Brief: Retype the data below, every word of it, exactly.

Data records:
- Opening Delimiter -

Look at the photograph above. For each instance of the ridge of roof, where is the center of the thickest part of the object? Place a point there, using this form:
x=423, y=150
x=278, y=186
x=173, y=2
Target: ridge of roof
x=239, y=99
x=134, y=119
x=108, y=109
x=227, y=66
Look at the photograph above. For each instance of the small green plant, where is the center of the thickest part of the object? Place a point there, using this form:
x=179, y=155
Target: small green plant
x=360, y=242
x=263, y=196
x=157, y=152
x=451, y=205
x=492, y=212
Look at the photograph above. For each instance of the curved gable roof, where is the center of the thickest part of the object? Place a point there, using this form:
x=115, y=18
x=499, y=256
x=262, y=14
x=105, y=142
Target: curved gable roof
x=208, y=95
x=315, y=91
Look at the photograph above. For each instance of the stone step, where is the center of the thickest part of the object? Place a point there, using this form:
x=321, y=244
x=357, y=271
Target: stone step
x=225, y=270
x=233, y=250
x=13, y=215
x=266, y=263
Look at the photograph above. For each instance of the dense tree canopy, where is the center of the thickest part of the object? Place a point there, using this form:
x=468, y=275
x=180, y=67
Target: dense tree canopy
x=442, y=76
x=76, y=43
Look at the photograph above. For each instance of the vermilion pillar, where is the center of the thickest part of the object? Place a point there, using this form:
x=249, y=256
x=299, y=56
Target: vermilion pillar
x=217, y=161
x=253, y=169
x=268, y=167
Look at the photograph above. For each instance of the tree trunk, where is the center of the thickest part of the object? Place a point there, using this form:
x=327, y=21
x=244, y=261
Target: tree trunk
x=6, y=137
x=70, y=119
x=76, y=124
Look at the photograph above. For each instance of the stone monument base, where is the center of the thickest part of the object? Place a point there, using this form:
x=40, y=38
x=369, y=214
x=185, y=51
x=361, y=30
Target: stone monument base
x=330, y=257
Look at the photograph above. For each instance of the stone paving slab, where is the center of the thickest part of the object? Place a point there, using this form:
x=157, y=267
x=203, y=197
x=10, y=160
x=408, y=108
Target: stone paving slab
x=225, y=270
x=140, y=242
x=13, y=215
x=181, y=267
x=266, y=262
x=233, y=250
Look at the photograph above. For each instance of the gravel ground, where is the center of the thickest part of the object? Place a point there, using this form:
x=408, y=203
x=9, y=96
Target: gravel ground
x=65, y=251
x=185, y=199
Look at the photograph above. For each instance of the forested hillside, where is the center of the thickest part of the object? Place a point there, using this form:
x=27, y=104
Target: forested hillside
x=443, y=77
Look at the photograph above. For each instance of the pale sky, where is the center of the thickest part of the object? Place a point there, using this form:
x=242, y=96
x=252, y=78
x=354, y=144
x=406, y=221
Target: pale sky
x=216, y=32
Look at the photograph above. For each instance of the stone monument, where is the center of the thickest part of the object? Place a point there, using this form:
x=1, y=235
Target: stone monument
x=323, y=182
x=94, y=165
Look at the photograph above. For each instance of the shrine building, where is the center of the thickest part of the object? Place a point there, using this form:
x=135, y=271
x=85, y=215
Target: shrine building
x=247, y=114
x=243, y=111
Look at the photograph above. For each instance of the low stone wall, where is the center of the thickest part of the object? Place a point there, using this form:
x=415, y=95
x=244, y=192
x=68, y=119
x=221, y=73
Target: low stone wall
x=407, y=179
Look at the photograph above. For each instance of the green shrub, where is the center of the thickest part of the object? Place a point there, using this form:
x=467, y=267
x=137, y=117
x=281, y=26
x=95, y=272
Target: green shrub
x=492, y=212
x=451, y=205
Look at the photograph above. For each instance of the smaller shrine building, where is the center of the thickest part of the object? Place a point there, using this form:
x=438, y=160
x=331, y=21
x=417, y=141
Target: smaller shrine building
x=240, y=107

- Closing Delimiter -

Exercise response:
Look at the photograph above. For each instance of the ridge of roof, where is the center of the thickest part of the object? Place a point there, using this form:
x=423, y=150
x=278, y=186
x=173, y=2
Target: ridge of roof
x=239, y=99
x=134, y=119
x=108, y=109
x=227, y=66
Look at the photograph above. For each instance of the small green plant, where is the center of the thickest part of the object? Place a point there, using this form:
x=179, y=155
Target: small green plant
x=360, y=242
x=263, y=196
x=157, y=152
x=451, y=205
x=492, y=212
Look at the photograph above. For each instance of the curved gable roof, where is the center of the thickest part of the object? Place a point there, using this form:
x=115, y=18
x=499, y=256
x=262, y=14
x=105, y=142
Target: curved gable roof
x=208, y=95
x=315, y=91
Look at the photograph above. For each instance of the stone step, where is the center of the thickest part of the object? Place a point there, using this form:
x=321, y=244
x=357, y=271
Target: stone step
x=225, y=270
x=233, y=250
x=13, y=215
x=266, y=263
Look at the photograph above. For each instance of the dense tree canopy, where is the center of the thickest part of the object? Place a point there, using this form:
x=468, y=275
x=180, y=67
Target: dense tree canopy
x=442, y=76
x=76, y=43
Look at the photograph above. For each instance of the vermilion pillar, where is the center of the thickest part of the object? Place a point there, using this form:
x=249, y=256
x=299, y=56
Target: vermilion pillar
x=217, y=161
x=253, y=169
x=268, y=167
Look at the photograph above. For each instance of the tree trunk, where is the center of the thickest part of the object? Place a point there, using this form:
x=327, y=21
x=244, y=261
Target: tree trunk
x=6, y=137
x=70, y=119
x=76, y=124
Look at the photograph above. For each instance of the stone monument base, where is the center of the thickest part of the object? Place a point there, using this form:
x=40, y=38
x=369, y=214
x=185, y=51
x=361, y=30
Target: stone monument base
x=330, y=257
Look at the photograph above. For each instance of the stone paving slab, where is the center of the thickest part of the object? Place a point there, using this form:
x=157, y=267
x=203, y=197
x=10, y=160
x=408, y=108
Target: stone paving slab
x=225, y=270
x=140, y=242
x=13, y=215
x=181, y=267
x=266, y=262
x=233, y=250
Look at the photograph above. For each instance of the gravel ground, where is the center of the thickest part of the object? Place a point there, using this form:
x=408, y=203
x=9, y=96
Target: gravel ground
x=65, y=251
x=185, y=199
Look at the photograph above. For each instance of the forested hillside, where is the center of the thickest part of the object? Place a point there, using this form:
x=27, y=104
Target: forested hillside
x=443, y=77
Look at the photograph above. For each instance of the pale sky, where is the center of the thickest part of the object? Place a point there, using this form:
x=242, y=96
x=252, y=78
x=354, y=144
x=406, y=221
Target: pale sky
x=216, y=32
Look at the photograph above. For each instance of the stone monument, where is the center of the thickest part of the object? Place a point there, using this form:
x=1, y=235
Target: stone monument
x=323, y=182
x=94, y=165
Look at the photograph above. For each instance of the shrine building, where is the center of the thickest part of the object? Place a point there, using this form:
x=135, y=271
x=85, y=215
Target: shrine building
x=247, y=114
x=243, y=111
Look at the photograph above. For each instance of the low stone wall, where is the center of the thickest part of the object? Place a point there, using this form:
x=415, y=95
x=244, y=192
x=68, y=119
x=221, y=73
Target: low stone wall
x=407, y=179
Look at the photograph above. For each instance of the green shrub, where is the center of the thickest part of the object? Place a point there, using this form:
x=467, y=267
x=137, y=117
x=281, y=26
x=95, y=272
Target: green shrub
x=492, y=212
x=451, y=205
Look at the photograph above. For each instance of the smaller shrine building, where is the center of the thickest part of the object? Place a point there, using this form:
x=438, y=160
x=331, y=21
x=417, y=141
Target: smaller shrine building
x=240, y=107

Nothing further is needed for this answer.